[Data excerpts]
_____
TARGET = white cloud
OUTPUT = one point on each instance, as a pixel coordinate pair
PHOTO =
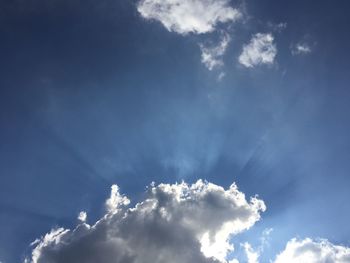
(301, 49)
(82, 216)
(252, 255)
(310, 251)
(260, 50)
(174, 223)
(188, 16)
(212, 56)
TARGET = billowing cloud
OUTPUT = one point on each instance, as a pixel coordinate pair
(189, 16)
(310, 251)
(174, 223)
(301, 49)
(82, 216)
(260, 50)
(212, 56)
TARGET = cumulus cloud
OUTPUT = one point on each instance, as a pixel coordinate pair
(212, 56)
(260, 50)
(82, 216)
(301, 49)
(188, 16)
(174, 223)
(310, 251)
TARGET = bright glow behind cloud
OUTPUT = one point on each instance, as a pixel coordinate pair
(260, 50)
(174, 223)
(310, 251)
(189, 16)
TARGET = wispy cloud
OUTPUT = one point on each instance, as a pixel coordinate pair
(260, 50)
(301, 49)
(212, 56)
(174, 223)
(189, 16)
(312, 251)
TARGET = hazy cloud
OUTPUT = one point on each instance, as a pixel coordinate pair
(310, 251)
(174, 223)
(301, 49)
(189, 16)
(260, 50)
(212, 56)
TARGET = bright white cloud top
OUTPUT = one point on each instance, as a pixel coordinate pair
(310, 251)
(301, 49)
(260, 50)
(189, 16)
(174, 223)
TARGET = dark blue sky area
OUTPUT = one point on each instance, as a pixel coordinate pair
(92, 94)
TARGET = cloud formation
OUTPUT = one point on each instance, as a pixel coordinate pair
(212, 56)
(310, 251)
(301, 49)
(174, 223)
(260, 50)
(189, 16)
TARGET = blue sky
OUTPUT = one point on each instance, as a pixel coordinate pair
_____
> **Problem requirements**: Up to and including the line with "TARGET = hazy cloud", copy the data above from its first line. Skip pictures.

> **Reply**:
TARGET = white cloud
OUTPUT = one point on each instance, as a pixel coordinate pair
PHOTO =
(301, 49)
(82, 216)
(252, 255)
(310, 251)
(260, 50)
(174, 223)
(188, 16)
(212, 56)
TARGET = billowing cloud
OUTPUT = one point on each instance, as a pixel coordinate pair
(189, 16)
(310, 251)
(174, 223)
(301, 49)
(82, 216)
(260, 50)
(212, 56)
TARGET = cumulus cloud
OUTPUT = one point on each instance, as a pixel coordinate pair
(212, 56)
(260, 50)
(82, 216)
(301, 49)
(188, 16)
(174, 223)
(310, 251)
TARGET = bright glow behind cloud
OUTPUT = one point on each instance, as a pixel coordinate pair
(260, 50)
(174, 223)
(310, 251)
(189, 16)
TARGET = wispy cloud
OUTPUT = one point on each instance, as a pixel coordinate pair
(260, 50)
(301, 49)
(212, 56)
(174, 223)
(189, 16)
(312, 251)
TARGET = hazy cloud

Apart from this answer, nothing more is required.